Volkskunde

1. Allgemein

Die V. ist eine seit dem frühen 20. Jh. etablierte Fachwissenschaft, die sich heute als historisch argumentierende, empirische Kulturforschung und dabei sehr stark als Europäische Ethnologie versteht. Zu ihren Dachorganisationen gehört die Deutsche Gesellschaft für Volkskunde. Als Kulturwissenschaft des Alltags gibt die V. Einsichten in die Vielfalt und Komplexität von Gesellschaften und Kulturen in Europa, in deren Prozesshaftigkeit und Dynamik. Kultur meint nicht einen festen Bestand an unveränderlichen Traditionen und Werten, der etwa geografisch oder national klar abgegrenzt ist. Vielmehr umschreibt er, wie Menschen, Gruppen, Gesellschaften miteinander umgehen, sich verständigen, organisieren, ihre Lebenswelten und Erfahrungsräume in spezifischen Handlungsrahmen gestalten. Der Untersuchungsraum beschränkt sich nicht mehr nur auf die deutschsprachigen Gebiete. Angesichts von Globalisierungsprozessen (Globalisierung), Digitalisierung, Mobilität und Transnationalisierung hat sich die Perspektive erweitert, ggf. über die Grenzen Europas hinaus.

- Erfasste Daten:
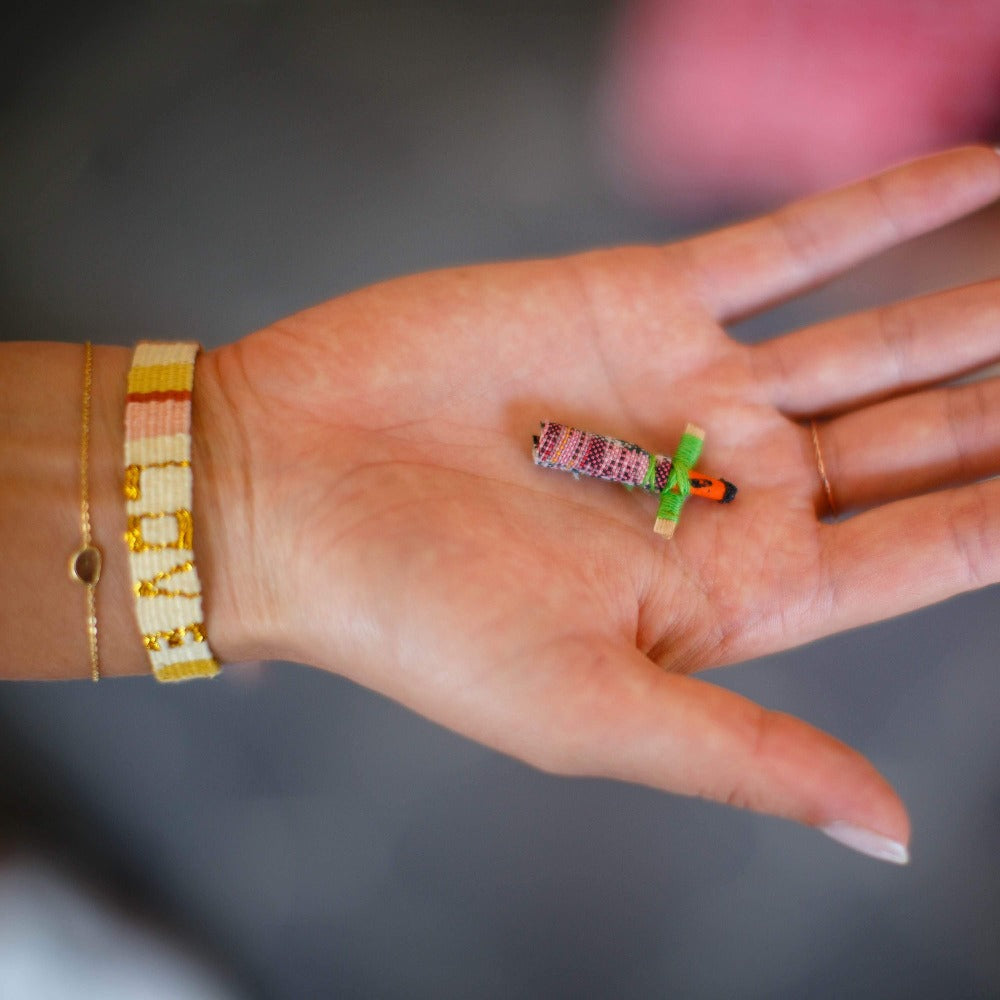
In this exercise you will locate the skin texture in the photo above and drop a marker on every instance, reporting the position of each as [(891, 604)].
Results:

- Gestellte Aufgabe A:
Beantworte anhand des Textes zur Volkskunde diese Fragen:
(i) Seit wann ist die Volkskunde als Fachwissenschaft etabliert?
(ii) Welche Dachorganisation der Volkskunde wird namentlich genannt?
(iii) Auf welches Gebiet beschränkt sich der Untersuchungsraum nicht mehr nur?
- Gestellte Aufgabe B:
Nenne sämtliche Entwicklungen, angesichts derer sich die Perspektive laut dem Text zur Volkskunde erweitert hat.

- Schriftliche Antwort A:
(i) Seit dem frühen 20. Jahrhundert.
(ii) Die Deutsche Gesellschaft für Volkskunde.
(iii) Auf die deutschsprachigen Gebiete.

- Schriftliche Antwort B:
Globalisierungsprozesse, Digitalisierung, Mobilität, Transnationalisierung